Mon poussin Akiko Hayashi, Kiyoshi Soya, école des loisirs 6€50
isbn:978-2211090117
Dès la couverture, il y a ce décalage entre l’image et le titre. Le poussin est très seul, dans le soir tombant, malgré l’étoile qui l’éclaire, on s’inquiète un peu pour lui. Mais ce n’est pas un poussin, c’est mon poussin. Pendant tout le livre, il est accompagné et soutenu par la voix du narrateur.
Heureusement d’ailleurs, parce qu’il semble bien fragile ce petit poussin qui cherche, seul, un abri pour la nuit. Son plumage jaune tranche sur les couleurs froides du crépuscule.
Mais bien sûr, une maman poule veille toujours sur son poussin, même s’il ne la voit pas. Quand elle vient réchauffer son bébé endormi elle est rassurante et enveloppante.
Il est intéressant de noter que le petit a trouvé le sommeil tout seul, qu’il a puisé en lui même les ressources pour se rassurer. Je trouve ça plutôt chouette comme message, montrer aux enfants qu’ils ont cette capacité là. Et que, même si ils l’ont, leur maman veille et reste présente.
Bref, sans en avoir l’air c’est un petit album cartonné sympa, dont l’intérêt va au delà de la beauté et de la douceur des illustrations.
Comme souvent, c’est un enfant qui m’a convaincue, une fillette qui n’a pas deux ans et qui me l’a demandé en boucle pendant vingt bonnes minutes. Elle faisait une petite moue tristounette quand le poussin était tout seul et un sourire éclatant quand la poule vient le rejoindre.
Eté et Printemps Marc Pouyet Petite plume de carotte 9€90
isbn: 978-2-36154-048-7
et:
978-2-36154-047-0
La collection p’tit land art propose un support adapté aux plus jeunes, pour leur faire découvrir l’art de mettre en scène les éléments de la nature.
Présentés d’abord seuls sur un fond blanc, sur la page de gauche, chaque objet est ensuite disposé, organisé, associé à d’autres pour créer une œuvre éphémère.
+-------+
### Votre objectif
D'après la source, pendant combien de temps la fillette a-t-elle réclamé en boucle l'album « Mon poussin » ?

### Entrées fournies
+-------+
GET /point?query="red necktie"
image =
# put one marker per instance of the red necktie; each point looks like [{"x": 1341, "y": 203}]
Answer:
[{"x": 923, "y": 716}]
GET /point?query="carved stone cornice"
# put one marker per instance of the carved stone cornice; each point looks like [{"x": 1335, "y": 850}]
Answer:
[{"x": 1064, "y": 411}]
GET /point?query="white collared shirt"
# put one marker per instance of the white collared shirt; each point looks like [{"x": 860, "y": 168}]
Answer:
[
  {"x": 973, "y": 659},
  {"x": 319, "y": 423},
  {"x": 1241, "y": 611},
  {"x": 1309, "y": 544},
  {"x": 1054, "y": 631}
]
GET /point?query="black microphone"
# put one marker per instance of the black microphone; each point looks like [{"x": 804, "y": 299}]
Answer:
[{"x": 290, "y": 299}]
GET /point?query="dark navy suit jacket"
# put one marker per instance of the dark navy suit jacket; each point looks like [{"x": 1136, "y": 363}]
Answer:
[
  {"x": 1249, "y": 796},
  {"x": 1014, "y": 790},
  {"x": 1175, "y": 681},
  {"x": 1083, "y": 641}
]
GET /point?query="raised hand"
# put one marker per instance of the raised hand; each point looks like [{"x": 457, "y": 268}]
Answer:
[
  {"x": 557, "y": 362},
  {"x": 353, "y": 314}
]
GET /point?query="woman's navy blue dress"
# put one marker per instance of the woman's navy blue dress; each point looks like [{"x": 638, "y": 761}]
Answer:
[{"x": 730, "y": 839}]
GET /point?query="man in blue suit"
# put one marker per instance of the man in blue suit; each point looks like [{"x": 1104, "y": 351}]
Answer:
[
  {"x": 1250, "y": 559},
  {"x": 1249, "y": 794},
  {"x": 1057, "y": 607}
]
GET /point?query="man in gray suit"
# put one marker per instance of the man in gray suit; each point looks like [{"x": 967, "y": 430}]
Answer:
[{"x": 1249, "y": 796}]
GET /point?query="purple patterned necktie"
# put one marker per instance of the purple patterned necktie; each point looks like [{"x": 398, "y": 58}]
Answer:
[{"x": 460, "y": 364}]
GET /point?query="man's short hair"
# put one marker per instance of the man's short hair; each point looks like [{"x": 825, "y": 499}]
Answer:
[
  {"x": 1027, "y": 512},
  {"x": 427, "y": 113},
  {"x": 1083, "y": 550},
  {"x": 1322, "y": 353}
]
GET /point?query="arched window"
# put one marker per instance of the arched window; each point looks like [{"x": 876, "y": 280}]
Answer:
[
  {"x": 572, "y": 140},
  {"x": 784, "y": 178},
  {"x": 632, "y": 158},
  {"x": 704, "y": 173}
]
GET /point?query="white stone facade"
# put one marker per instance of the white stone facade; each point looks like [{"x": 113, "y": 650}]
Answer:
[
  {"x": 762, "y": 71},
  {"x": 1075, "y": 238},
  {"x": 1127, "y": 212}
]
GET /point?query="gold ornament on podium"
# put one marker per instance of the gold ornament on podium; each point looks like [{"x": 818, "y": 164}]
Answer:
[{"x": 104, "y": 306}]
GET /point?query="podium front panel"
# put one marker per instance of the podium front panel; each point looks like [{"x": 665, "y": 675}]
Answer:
+-------+
### Réponse finale
Pendant vingt bonnes minutes.